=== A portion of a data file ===
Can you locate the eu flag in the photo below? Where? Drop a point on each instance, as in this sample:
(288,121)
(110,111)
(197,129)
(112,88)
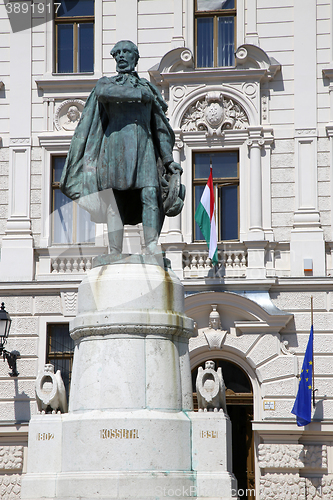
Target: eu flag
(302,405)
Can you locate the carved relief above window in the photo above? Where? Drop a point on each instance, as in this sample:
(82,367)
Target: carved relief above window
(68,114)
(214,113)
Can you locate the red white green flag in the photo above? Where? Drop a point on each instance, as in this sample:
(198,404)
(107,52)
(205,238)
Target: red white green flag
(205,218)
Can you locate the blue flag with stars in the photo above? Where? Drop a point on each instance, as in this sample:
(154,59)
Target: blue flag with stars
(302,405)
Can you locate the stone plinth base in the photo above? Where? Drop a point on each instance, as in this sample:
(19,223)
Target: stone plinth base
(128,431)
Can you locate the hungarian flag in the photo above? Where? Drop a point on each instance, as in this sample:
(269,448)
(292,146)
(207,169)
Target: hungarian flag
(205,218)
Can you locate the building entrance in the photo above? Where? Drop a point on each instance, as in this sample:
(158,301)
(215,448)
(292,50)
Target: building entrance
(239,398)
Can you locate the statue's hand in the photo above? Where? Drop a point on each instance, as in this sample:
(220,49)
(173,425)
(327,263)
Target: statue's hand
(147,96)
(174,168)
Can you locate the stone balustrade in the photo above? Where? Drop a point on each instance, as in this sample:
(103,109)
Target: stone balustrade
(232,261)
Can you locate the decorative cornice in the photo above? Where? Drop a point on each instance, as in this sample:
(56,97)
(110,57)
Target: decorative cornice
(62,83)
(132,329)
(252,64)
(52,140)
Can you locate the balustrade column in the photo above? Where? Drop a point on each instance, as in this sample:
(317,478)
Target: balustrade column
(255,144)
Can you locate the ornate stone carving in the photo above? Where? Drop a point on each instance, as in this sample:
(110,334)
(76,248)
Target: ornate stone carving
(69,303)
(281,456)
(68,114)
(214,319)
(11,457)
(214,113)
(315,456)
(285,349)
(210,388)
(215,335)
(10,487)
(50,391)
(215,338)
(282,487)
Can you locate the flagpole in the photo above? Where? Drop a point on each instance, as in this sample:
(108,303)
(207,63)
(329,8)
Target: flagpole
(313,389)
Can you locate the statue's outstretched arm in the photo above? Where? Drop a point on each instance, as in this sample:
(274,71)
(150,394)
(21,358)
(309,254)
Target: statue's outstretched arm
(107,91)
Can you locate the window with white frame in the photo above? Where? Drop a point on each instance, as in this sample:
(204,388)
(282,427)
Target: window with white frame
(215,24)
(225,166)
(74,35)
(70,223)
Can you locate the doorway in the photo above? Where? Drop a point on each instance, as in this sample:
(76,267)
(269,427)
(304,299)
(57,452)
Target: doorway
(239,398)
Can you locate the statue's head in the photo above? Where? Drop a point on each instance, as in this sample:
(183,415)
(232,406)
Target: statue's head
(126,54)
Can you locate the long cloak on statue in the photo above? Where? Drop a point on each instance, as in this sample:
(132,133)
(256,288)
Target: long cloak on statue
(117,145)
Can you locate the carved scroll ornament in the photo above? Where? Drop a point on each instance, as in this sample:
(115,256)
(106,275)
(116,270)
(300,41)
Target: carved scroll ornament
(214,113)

---

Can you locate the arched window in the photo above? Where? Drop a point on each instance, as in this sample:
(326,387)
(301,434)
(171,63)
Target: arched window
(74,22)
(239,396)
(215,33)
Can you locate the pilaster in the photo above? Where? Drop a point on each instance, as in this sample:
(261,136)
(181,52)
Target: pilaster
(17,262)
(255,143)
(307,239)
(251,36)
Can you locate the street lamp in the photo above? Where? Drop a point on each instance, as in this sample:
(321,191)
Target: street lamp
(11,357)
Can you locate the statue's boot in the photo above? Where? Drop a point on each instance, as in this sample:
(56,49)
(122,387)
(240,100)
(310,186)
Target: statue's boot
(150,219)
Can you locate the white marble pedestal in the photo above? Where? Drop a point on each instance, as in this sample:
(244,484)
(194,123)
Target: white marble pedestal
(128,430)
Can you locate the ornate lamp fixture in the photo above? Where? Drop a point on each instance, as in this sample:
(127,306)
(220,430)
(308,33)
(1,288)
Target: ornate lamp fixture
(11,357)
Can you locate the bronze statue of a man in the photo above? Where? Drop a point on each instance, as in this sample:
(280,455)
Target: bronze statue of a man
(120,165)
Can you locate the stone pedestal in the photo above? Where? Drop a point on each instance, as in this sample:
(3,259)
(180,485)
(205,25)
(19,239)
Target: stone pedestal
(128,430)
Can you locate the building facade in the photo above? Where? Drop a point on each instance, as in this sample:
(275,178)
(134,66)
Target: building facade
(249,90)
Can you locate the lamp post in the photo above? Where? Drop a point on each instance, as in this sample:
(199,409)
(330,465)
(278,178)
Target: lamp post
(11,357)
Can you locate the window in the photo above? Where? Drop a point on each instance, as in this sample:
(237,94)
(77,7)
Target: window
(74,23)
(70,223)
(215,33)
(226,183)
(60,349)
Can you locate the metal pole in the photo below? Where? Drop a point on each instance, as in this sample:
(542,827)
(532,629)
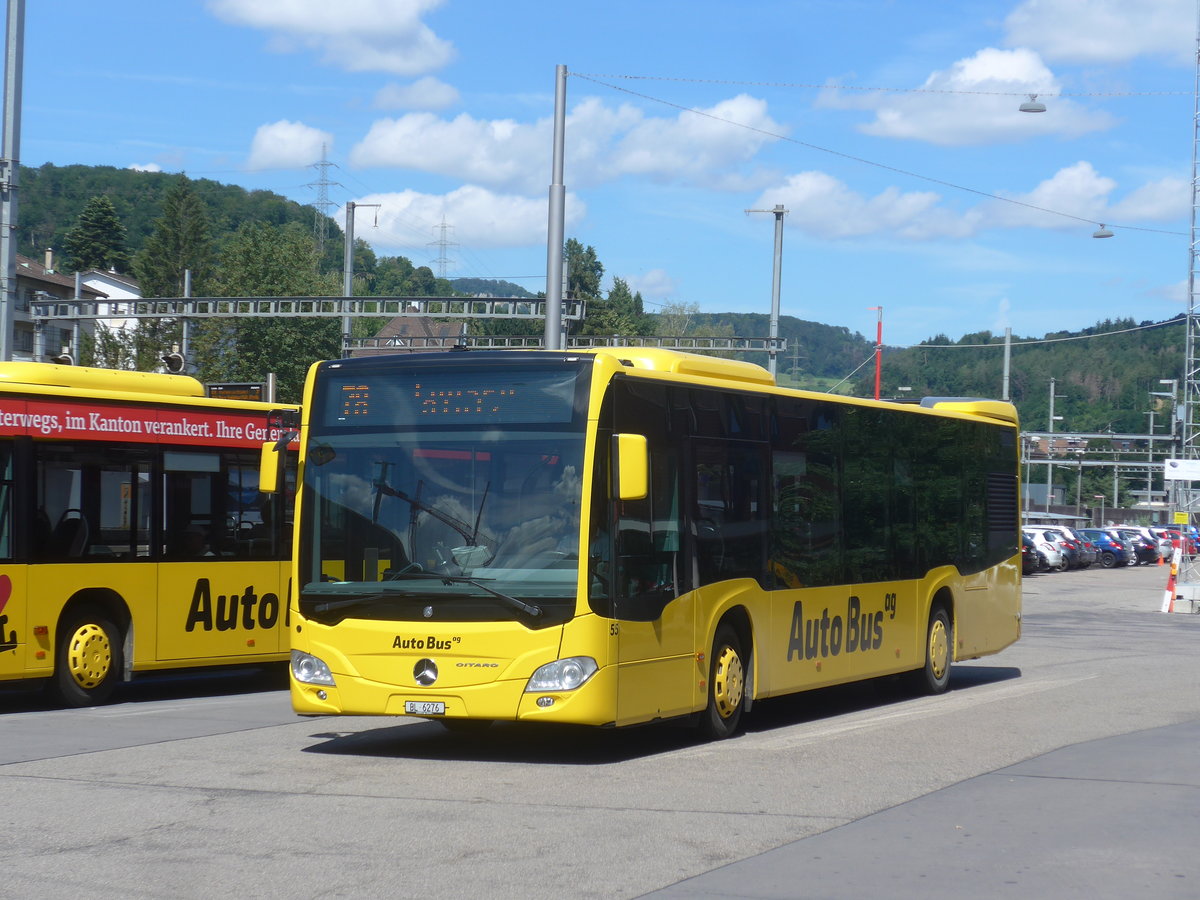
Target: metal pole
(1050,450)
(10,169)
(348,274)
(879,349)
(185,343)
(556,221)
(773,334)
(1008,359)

=== Work to be completed ===
Pick out every line of the material above that contains the word "blue".

=== Output of the exercise ===
Can you locate the blue flag with stars in the photo above? Where? Drop a point on each instance, as in this sample:
Target: blue flag with stars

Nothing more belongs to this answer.